» **SOURCE PASSAGE**:
Throughout each stage of dementia, carers should talk gently to their parent, not be abrupt, use touch to reinforce presence and caring. Soothing music or music which you know your parent liked before the illness, has shown to be an excellent stimulus to help “connect” with emotions and is of itself calming. This may be useful for dementia sufferers who also experience delirium.

physiotherapy
As our parent declines, the need for physical stimulation increases. This is not to say that we should start our parent on a training regime to run a marathon! As our cognitive functions become increasingly impaired, so do our physical functions.

As far as possible, we should try to make our parent as physically independent as possible for as long as possible. Nevertheless, we should ensure her safety as priority. As soon as your parent’s physical mobility starts to become impaired you’ll need to supervise most if not all physical activity. If your parent has suffered one or various strokes or mini-strokes, she will need physiotherapy. Strokes may cause part or full paralysis, or mobility impairment of limb or part of a limb, or face. In most cases, if treated immediately, the impairment can be substantially reduced, and as in the case of my mother, can be eradicated.

provision & periodic review of medication
It goes without saying that your parent must be seen regularly by a gerontologist. A GP just won’t cut it! GP’s are fine for general ailments and for referring you on to specialists. They are NOT specialists in aging sufferers of dementia. As your parent progresses in the disease, s(h)e’ll need to be reassessed, and the likelihood is that medication may be increased or modified. I can’t stress how important it is that a suitably qualified gerontologist (best if it’s a psycho-gerontologist) assess your parent at least once in every 3-4 months. No dementia sufferer is the same, although there are general time frames on the progression of the illness. It may well be that your parent remains stable for months, but the reality is that changes may occur within a week. As you become more versed in recognising the progression of the dementia (and you will), you’ll be able to assess the need for medical revision. As an aside, having y9our parent assessed on a regular basis will also provide you, the carer, with greater peace of mind.

» **RECORDS SUPPLIED**:
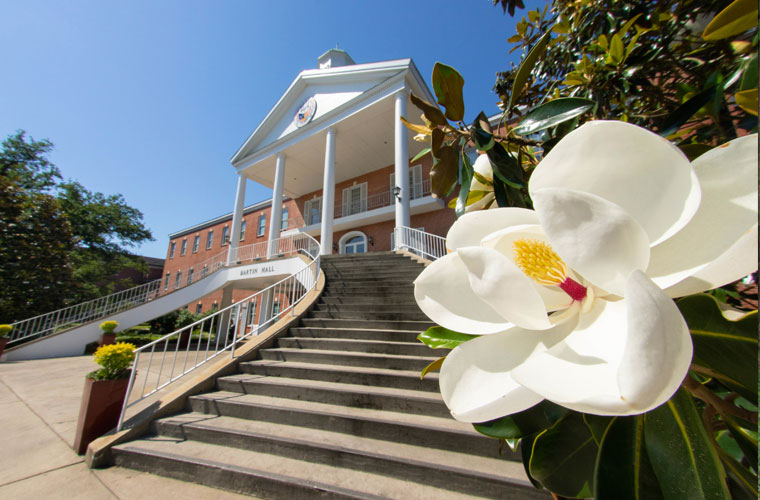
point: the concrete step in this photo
(322, 356)
(371, 315)
(320, 306)
(418, 430)
(417, 326)
(484, 477)
(414, 348)
(381, 377)
(358, 334)
(349, 395)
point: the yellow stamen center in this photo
(538, 261)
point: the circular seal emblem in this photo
(306, 112)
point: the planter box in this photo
(99, 411)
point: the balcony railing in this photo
(371, 202)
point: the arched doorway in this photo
(353, 242)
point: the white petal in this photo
(498, 282)
(726, 219)
(469, 229)
(640, 171)
(595, 237)
(443, 292)
(624, 358)
(475, 378)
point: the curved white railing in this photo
(165, 360)
(430, 246)
(84, 312)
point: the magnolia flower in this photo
(573, 301)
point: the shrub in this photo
(108, 326)
(115, 360)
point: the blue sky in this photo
(151, 99)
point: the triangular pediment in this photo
(331, 89)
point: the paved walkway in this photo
(39, 406)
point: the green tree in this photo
(60, 243)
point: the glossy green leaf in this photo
(685, 111)
(518, 425)
(682, 456)
(421, 154)
(465, 177)
(432, 367)
(563, 458)
(553, 113)
(437, 337)
(447, 85)
(726, 347)
(737, 18)
(623, 468)
(430, 110)
(523, 72)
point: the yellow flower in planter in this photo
(573, 300)
(114, 359)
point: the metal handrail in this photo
(84, 312)
(221, 331)
(419, 242)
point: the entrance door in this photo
(355, 245)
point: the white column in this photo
(328, 194)
(276, 213)
(237, 220)
(402, 162)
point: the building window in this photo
(415, 181)
(252, 312)
(262, 225)
(355, 199)
(312, 211)
(284, 219)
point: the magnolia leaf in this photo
(432, 367)
(682, 456)
(465, 178)
(552, 113)
(443, 175)
(430, 110)
(685, 111)
(747, 100)
(523, 72)
(420, 154)
(563, 459)
(447, 85)
(527, 422)
(623, 467)
(737, 18)
(422, 129)
(726, 347)
(437, 337)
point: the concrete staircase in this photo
(337, 409)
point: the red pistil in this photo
(575, 290)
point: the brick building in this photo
(337, 158)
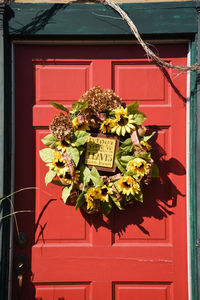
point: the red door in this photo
(140, 253)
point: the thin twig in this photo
(148, 51)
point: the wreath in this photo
(99, 152)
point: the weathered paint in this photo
(170, 31)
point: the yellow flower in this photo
(63, 144)
(145, 145)
(80, 126)
(138, 166)
(107, 125)
(105, 192)
(90, 197)
(123, 122)
(127, 185)
(58, 164)
(96, 194)
(67, 178)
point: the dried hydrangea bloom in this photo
(111, 99)
(99, 100)
(61, 127)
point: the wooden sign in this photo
(100, 152)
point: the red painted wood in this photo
(140, 253)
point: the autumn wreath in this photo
(99, 152)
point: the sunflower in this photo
(58, 164)
(68, 178)
(145, 145)
(80, 125)
(105, 192)
(138, 166)
(92, 196)
(123, 122)
(127, 185)
(107, 125)
(63, 144)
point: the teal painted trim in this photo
(193, 174)
(1, 141)
(5, 154)
(76, 19)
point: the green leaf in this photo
(86, 176)
(80, 201)
(132, 108)
(57, 182)
(46, 155)
(66, 192)
(105, 208)
(118, 161)
(120, 167)
(80, 137)
(139, 118)
(145, 155)
(95, 177)
(139, 197)
(117, 203)
(50, 141)
(126, 158)
(146, 138)
(60, 106)
(49, 176)
(155, 171)
(127, 146)
(78, 105)
(74, 154)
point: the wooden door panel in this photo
(133, 254)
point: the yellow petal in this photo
(123, 130)
(118, 130)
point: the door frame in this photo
(184, 25)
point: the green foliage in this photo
(147, 137)
(96, 178)
(49, 176)
(117, 203)
(80, 201)
(80, 138)
(74, 154)
(127, 146)
(50, 141)
(139, 118)
(105, 207)
(60, 106)
(132, 108)
(118, 161)
(85, 175)
(46, 155)
(145, 155)
(78, 105)
(66, 192)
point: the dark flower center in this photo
(123, 121)
(141, 166)
(64, 143)
(104, 191)
(68, 176)
(60, 164)
(126, 184)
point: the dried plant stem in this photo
(148, 51)
(13, 213)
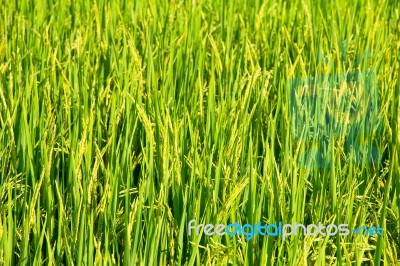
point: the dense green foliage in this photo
(121, 121)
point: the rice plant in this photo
(122, 121)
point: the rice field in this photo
(122, 121)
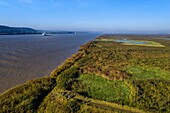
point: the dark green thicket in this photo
(153, 95)
(26, 98)
(71, 106)
(67, 78)
(135, 76)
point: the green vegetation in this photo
(26, 98)
(100, 88)
(104, 76)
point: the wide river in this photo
(25, 57)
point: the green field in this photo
(103, 76)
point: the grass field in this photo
(103, 76)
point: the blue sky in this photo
(117, 16)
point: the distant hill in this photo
(16, 30)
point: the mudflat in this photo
(25, 57)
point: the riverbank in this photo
(25, 57)
(102, 76)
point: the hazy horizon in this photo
(110, 16)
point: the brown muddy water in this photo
(25, 57)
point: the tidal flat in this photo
(25, 57)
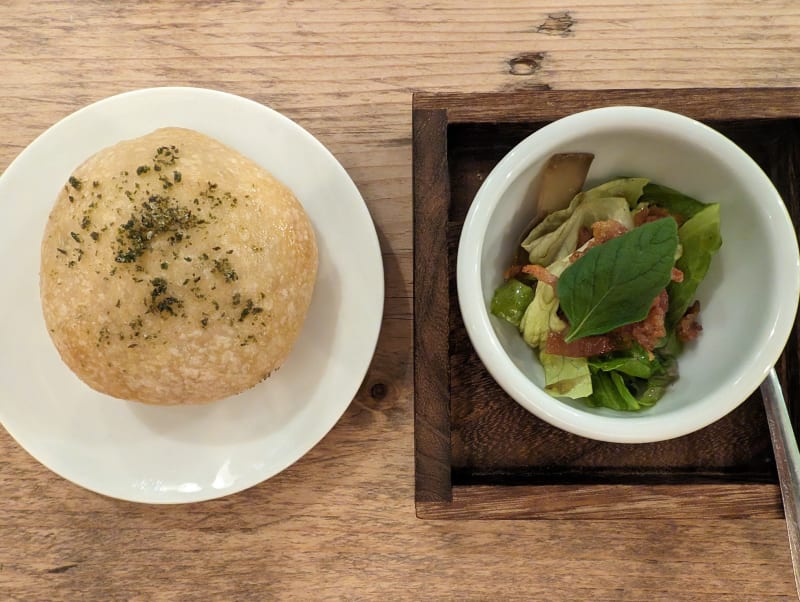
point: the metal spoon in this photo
(787, 459)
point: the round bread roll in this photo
(175, 270)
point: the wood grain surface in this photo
(493, 441)
(340, 523)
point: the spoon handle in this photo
(787, 459)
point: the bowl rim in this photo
(648, 428)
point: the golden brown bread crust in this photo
(175, 270)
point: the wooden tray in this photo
(478, 454)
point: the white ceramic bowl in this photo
(749, 297)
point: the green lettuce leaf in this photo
(631, 189)
(673, 201)
(541, 317)
(510, 300)
(700, 239)
(547, 248)
(633, 362)
(566, 376)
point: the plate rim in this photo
(358, 204)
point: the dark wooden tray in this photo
(478, 454)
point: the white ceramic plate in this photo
(184, 454)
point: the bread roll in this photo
(174, 270)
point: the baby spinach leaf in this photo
(701, 239)
(615, 283)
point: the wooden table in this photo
(340, 523)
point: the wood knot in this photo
(526, 64)
(378, 391)
(557, 24)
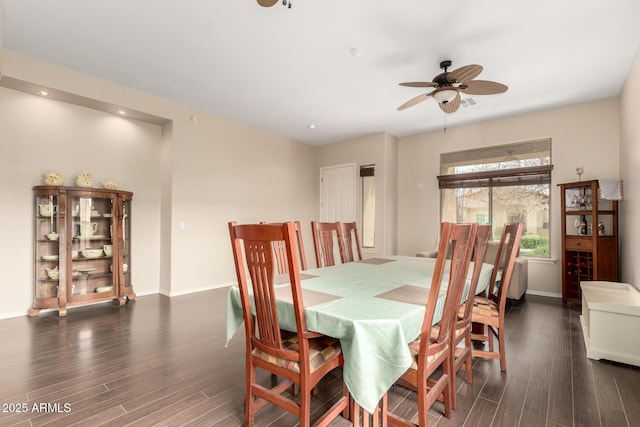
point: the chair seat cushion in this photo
(485, 307)
(414, 348)
(320, 350)
(435, 330)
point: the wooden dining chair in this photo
(302, 357)
(350, 247)
(280, 251)
(489, 310)
(325, 236)
(431, 350)
(461, 339)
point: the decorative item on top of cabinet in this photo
(82, 247)
(589, 237)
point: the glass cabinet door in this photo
(91, 247)
(126, 248)
(47, 256)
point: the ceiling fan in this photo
(448, 86)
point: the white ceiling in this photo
(283, 69)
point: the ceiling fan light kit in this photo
(269, 3)
(444, 95)
(449, 85)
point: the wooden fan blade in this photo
(464, 74)
(483, 87)
(451, 106)
(419, 84)
(414, 101)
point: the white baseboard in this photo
(544, 294)
(195, 290)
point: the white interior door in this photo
(338, 193)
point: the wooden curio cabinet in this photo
(589, 237)
(82, 247)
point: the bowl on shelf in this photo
(110, 185)
(91, 253)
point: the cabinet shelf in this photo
(589, 238)
(82, 280)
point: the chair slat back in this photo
(507, 250)
(350, 242)
(323, 242)
(280, 252)
(479, 250)
(253, 254)
(461, 237)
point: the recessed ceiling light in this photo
(356, 53)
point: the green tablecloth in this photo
(375, 307)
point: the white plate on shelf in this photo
(94, 237)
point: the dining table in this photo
(375, 307)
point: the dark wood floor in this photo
(161, 361)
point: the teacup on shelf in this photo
(47, 210)
(53, 273)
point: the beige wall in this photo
(184, 173)
(582, 135)
(379, 149)
(630, 168)
(201, 175)
(41, 135)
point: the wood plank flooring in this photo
(162, 361)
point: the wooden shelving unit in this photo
(589, 238)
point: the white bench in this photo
(611, 321)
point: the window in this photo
(368, 205)
(506, 184)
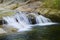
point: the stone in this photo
(2, 31)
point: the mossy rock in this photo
(45, 33)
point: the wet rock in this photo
(53, 14)
(50, 32)
(2, 31)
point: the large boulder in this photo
(53, 14)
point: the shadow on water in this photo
(47, 32)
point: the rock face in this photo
(2, 31)
(53, 14)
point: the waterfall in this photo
(21, 22)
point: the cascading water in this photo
(21, 21)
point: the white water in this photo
(20, 21)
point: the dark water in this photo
(47, 32)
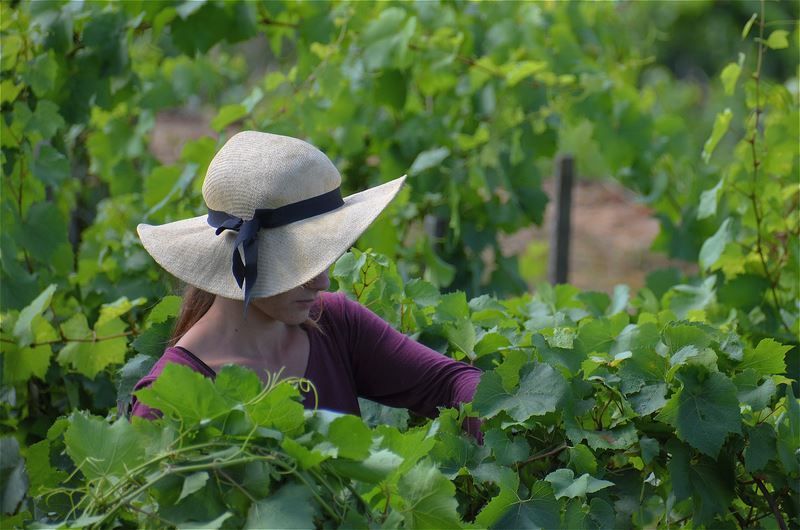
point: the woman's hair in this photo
(196, 303)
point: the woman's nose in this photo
(319, 283)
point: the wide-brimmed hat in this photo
(276, 219)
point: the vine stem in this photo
(66, 340)
(771, 501)
(539, 456)
(756, 164)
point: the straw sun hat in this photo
(276, 219)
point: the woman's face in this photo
(292, 307)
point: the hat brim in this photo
(288, 256)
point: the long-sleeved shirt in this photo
(353, 354)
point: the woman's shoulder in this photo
(175, 355)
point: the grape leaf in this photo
(761, 447)
(428, 498)
(292, 506)
(351, 436)
(766, 359)
(751, 393)
(428, 159)
(778, 39)
(566, 485)
(12, 472)
(279, 409)
(23, 330)
(704, 411)
(540, 391)
(20, 364)
(182, 393)
(721, 124)
(713, 246)
(101, 450)
(508, 510)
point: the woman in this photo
(257, 270)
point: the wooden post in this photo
(558, 262)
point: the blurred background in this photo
(112, 111)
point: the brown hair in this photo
(196, 303)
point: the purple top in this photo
(357, 354)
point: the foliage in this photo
(669, 408)
(596, 413)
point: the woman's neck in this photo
(224, 333)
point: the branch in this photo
(539, 456)
(773, 282)
(771, 501)
(64, 339)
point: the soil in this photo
(611, 236)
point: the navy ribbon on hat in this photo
(245, 262)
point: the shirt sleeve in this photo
(397, 371)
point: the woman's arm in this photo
(394, 370)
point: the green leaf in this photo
(41, 73)
(721, 124)
(23, 329)
(13, 479)
(50, 166)
(306, 458)
(428, 159)
(182, 393)
(709, 200)
(385, 39)
(168, 307)
(540, 391)
(292, 506)
(279, 409)
(538, 510)
(110, 311)
(712, 248)
(41, 473)
(761, 447)
(778, 39)
(748, 25)
(788, 429)
(153, 340)
(582, 460)
(462, 336)
(45, 121)
(729, 76)
(685, 298)
(519, 70)
(650, 449)
(193, 483)
(351, 436)
(237, 383)
(428, 498)
(20, 364)
(46, 231)
(89, 352)
(749, 392)
(704, 411)
(227, 115)
(422, 293)
(706, 481)
(101, 450)
(452, 308)
(566, 485)
(506, 451)
(374, 469)
(768, 358)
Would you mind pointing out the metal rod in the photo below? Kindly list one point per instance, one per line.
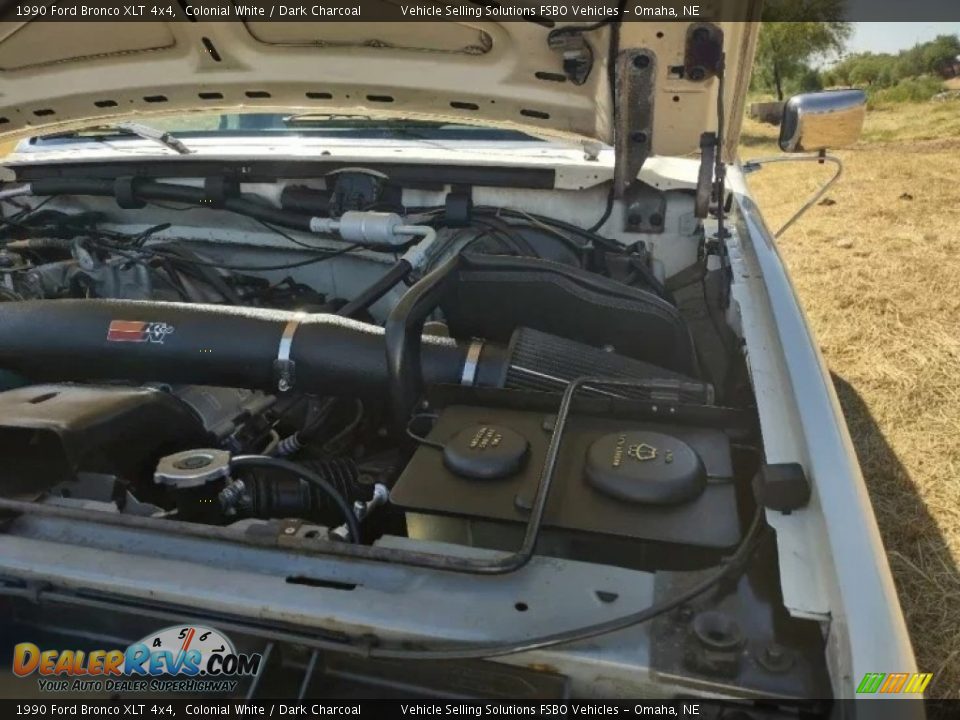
(753, 165)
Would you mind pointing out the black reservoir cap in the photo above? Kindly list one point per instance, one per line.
(645, 467)
(486, 452)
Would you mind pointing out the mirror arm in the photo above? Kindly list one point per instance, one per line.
(754, 165)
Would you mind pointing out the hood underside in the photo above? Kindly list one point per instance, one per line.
(57, 76)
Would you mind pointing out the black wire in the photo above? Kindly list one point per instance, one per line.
(153, 250)
(419, 439)
(24, 214)
(284, 235)
(255, 461)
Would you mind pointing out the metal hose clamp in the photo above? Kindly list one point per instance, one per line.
(470, 363)
(284, 369)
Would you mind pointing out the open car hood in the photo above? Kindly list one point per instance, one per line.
(58, 76)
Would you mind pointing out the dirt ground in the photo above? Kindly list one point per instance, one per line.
(877, 268)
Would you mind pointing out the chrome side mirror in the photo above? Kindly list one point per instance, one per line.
(818, 121)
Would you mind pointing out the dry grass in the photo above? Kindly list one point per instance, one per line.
(878, 274)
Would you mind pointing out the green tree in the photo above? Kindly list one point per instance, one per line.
(941, 53)
(790, 39)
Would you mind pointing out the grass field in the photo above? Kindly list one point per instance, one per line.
(877, 269)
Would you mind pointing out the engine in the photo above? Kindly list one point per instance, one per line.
(444, 400)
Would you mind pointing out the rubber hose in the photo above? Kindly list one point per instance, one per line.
(204, 345)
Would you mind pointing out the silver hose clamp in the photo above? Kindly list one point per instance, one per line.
(471, 363)
(284, 369)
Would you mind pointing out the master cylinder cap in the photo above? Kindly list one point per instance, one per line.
(645, 467)
(486, 452)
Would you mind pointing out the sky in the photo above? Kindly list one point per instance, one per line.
(893, 37)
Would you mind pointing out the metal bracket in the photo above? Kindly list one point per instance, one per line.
(636, 71)
(577, 54)
(708, 162)
(703, 54)
(645, 209)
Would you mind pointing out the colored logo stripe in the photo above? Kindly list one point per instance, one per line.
(127, 331)
(894, 683)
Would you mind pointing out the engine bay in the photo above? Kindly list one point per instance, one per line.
(348, 360)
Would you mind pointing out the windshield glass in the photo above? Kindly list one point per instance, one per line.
(200, 125)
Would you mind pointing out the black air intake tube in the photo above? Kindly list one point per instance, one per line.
(204, 345)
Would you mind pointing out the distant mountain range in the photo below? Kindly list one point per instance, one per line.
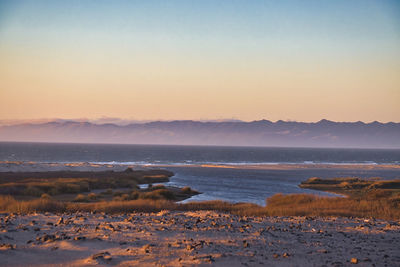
(225, 133)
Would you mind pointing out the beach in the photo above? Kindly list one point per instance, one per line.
(203, 238)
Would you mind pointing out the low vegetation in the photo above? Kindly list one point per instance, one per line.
(377, 200)
(35, 184)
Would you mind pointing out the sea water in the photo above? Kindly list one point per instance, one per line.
(229, 184)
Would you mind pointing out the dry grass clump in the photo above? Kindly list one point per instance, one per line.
(81, 198)
(71, 182)
(9, 204)
(310, 205)
(140, 205)
(277, 205)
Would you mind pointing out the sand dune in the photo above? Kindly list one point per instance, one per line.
(195, 239)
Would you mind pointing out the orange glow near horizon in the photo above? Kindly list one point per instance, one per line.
(169, 75)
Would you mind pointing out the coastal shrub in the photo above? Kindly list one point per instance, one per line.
(45, 196)
(92, 196)
(9, 204)
(186, 190)
(33, 191)
(81, 198)
(117, 194)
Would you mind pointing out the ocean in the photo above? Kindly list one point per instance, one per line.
(239, 184)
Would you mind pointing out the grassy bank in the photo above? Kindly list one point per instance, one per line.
(35, 184)
(277, 205)
(366, 199)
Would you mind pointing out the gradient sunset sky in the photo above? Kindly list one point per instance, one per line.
(249, 60)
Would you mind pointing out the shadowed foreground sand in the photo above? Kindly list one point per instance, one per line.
(203, 238)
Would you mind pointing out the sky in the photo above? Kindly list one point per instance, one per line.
(167, 60)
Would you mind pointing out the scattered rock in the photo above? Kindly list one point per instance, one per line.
(102, 256)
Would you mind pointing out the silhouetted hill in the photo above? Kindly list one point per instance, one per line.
(231, 133)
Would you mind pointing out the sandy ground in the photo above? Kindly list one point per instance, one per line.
(203, 238)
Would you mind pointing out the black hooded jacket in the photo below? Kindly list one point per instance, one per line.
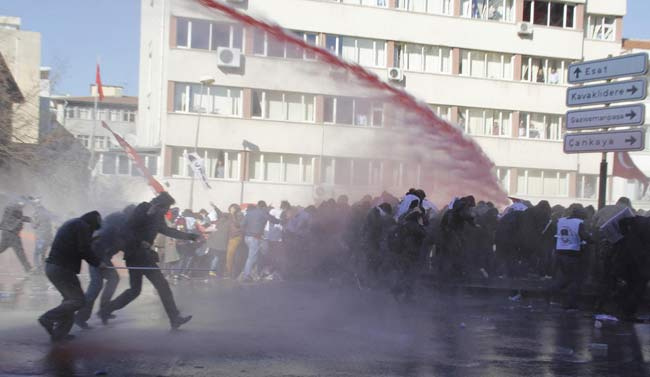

» **ABOUT THIS EXERCISE**: In the passage on caring for a parent with dementia, list every way it says carers should deal with their parent throughout each stage of dementia, as given in its first sentence.

» **RESPONSE AREA**:
- Talk gently to their parent
- Not be abrupt
- Use touch to reinforce presence and caring